What is expected: Can you arrange every line of the rows below as a JSON list of strings, one string per line and no blank lines?

Extracted data rows:
****************
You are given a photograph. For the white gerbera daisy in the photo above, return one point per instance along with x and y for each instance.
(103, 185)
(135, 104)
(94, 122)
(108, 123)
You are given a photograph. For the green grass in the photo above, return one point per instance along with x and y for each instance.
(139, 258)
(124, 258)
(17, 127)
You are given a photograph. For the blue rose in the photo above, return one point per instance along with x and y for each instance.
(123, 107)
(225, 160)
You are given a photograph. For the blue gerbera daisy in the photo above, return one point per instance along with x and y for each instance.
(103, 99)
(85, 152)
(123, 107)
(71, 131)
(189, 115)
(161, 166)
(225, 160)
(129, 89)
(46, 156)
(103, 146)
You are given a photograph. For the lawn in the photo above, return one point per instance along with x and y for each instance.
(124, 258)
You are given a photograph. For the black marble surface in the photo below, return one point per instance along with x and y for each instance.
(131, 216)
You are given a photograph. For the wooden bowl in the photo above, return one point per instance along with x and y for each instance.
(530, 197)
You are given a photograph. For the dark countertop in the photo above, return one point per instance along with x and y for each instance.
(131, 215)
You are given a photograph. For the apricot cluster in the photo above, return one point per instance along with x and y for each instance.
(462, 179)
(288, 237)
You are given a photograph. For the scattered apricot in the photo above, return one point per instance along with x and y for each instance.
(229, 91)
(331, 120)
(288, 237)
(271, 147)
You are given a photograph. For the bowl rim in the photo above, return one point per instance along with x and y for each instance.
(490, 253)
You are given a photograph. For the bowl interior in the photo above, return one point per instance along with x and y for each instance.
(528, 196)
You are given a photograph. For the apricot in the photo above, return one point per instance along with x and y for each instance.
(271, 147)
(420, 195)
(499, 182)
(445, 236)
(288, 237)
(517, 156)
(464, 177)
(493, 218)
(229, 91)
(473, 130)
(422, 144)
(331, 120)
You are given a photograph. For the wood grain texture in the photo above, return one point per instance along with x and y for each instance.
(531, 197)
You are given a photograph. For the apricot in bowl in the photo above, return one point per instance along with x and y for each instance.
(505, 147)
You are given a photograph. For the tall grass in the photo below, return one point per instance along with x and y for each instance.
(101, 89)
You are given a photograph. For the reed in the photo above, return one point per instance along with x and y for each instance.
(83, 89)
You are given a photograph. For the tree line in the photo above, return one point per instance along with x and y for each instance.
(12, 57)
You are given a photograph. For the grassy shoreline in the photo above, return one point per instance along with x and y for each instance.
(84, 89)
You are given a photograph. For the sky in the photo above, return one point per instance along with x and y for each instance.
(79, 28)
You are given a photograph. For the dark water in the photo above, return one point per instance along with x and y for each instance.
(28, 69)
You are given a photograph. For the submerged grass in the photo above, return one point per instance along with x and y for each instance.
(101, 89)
****************
Correct response:
[
  "You are given a photograph. For the white gerbera daisy in the photo above, return one point per instance along with x and y for each instance.",
  "(103, 185)",
  "(135, 104)",
  "(94, 122)",
  "(108, 123)",
  "You are given a photograph. For the green grass in the photo above, return one point per instance along with x and y for each instance.",
  "(139, 258)",
  "(124, 258)",
  "(17, 127)",
  "You are given a photograph. For the blue rose in the photo above, return one point per instance along with x and y for each instance.",
  "(123, 107)",
  "(225, 160)",
  "You are given a photograph. For the blue gerbera daisy in the photo above, return one point per instance along with x and y for each instance.",
  "(103, 99)",
  "(85, 152)",
  "(123, 107)",
  "(71, 131)",
  "(189, 115)",
  "(161, 166)",
  "(225, 160)",
  "(129, 89)",
  "(46, 156)",
  "(103, 146)",
  "You are given a photograph. For the lawn in the photo above, return one point per instance along with x and y for each instance.",
  "(124, 258)",
  "You are given a photograph. For the black marble surface in the photo below, return one point per instance along with x and y for each instance.",
  "(131, 216)",
  "You are given a photograph. For the wooden bowl in the photo above, return one point per instance along with x and y for each instance.",
  "(530, 197)",
  "You are given a photograph. For the dark countertop in the photo above, return one point per instance along with x and y for each instance.",
  "(131, 215)",
  "You are given a photograph. For the apricot cluster in the photo above, return one point per instance along with x and y for each instance.",
  "(462, 179)",
  "(288, 237)",
  "You are given a photograph. For the scattered apricot in the photo above, return one point per instance along with x and y for each instance.",
  "(229, 91)",
  "(331, 120)",
  "(288, 237)",
  "(271, 147)",
  "You are given a photograph. For the bowl rim in the photo above, return one point per instance along with x and y for each instance.",
  "(490, 253)",
  "You are given a photograph. For the bowl interior in the photo above, return one point per instance along with x and y for each instance.",
  "(528, 196)",
  "You are given a photograph. For the apricot in the photo above, return one point per instance along with x and y for each instance.",
  "(271, 147)",
  "(420, 195)",
  "(499, 182)",
  "(445, 236)",
  "(288, 237)",
  "(517, 156)",
  "(464, 177)",
  "(493, 218)",
  "(229, 91)",
  "(473, 130)",
  "(422, 144)",
  "(331, 120)",
  "You are given a photograph. For the wood grain texture in the photo above, return one point per instance along with x and y for each instance.",
  "(531, 197)",
  "You are given a photograph. For the apricot in bowl in the photo above, return one point per instance along with x and y for each instance.",
  "(505, 147)",
  "You are given a photograph. For the tall grass in the photo below, return one point per instance along with x and y for each instance.",
  "(101, 89)",
  "You are given a photograph. For the reed in the photo above, return one point per instance along with x and y for each instance.",
  "(83, 89)",
  "You are given a photograph. For the tree line in the photo above, return one point per instance along with x and y for each instance.",
  "(12, 57)",
  "You are given a photograph. For the grassy shoreline in the photo above, return one point per instance along with x and y for each instance.",
  "(84, 89)",
  "You are given a photograph. For the sky in the photo above, return one point per instance along with x and y for each instance.",
  "(79, 28)",
  "You are given a photograph. For the dark water in the photo above, return one point per instance along with x and y for each instance.",
  "(28, 69)",
  "You are given a photograph. For the submerged grass in the photo above, return one point per instance along with x and y for each instance.",
  "(101, 89)"
]